Objective 1:
Using the faculty profile, write out again everything from "I am an assistant" down to "in your application.".
Objective 2:
Answer these from the faculty profile:
(a) What office is listed?
(b) Who advised the PhD completed at CMU?
(c) Besides applying to the CIS department, what must PhD applicants do in their application?

Reading passage:
Eric Wong

Assistant Professor, University of Pennsylvania

Office	Amy Gutman Hall 621
Email	exwong@cis
Lab Blog	debugml.github.io

I am an assistant professor at the Department of Computer and Information Science at the University of Pennsylvania. I lead Brachio Lab on debugging machine learning and making systems actually do what we want them to do. I’m also a part of the ASSET Center on safe, explainable, and trustworthy AI systems. Previously, I completed my PhD at CMU advised by Zico Kolter, and did a postdoc with Aleksander Madry.

PhD applicants: If you’re interested, you will need to

Apply to the CIS department
Select me as a potential advisor in your application.

Supplied information:
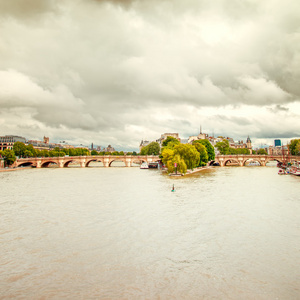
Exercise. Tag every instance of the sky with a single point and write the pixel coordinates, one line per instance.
(120, 71)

Solution 1:
I am an assistant professor at the Department of Computer and Information Science at the University of Pennsylvania. I lead Brachio Lab on debugging machine learning and making systems actually do what we want them to do. I’m also a part of the ASSET Center on safe, explainable, and trustworthy AI systems. Previously, I completed my PhD at CMU advised by Zico Kolter, and did a postdoc with Aleksander Madry.

PhD applicants: If you’re interested, you will need to

Apply to the CIS department
Select me as a potential advisor in your application.

Solution 2:
(a) Amy Gutman Hall 621
(b) Zico Kolter
(c) Select Eric Wong as a potential advisor.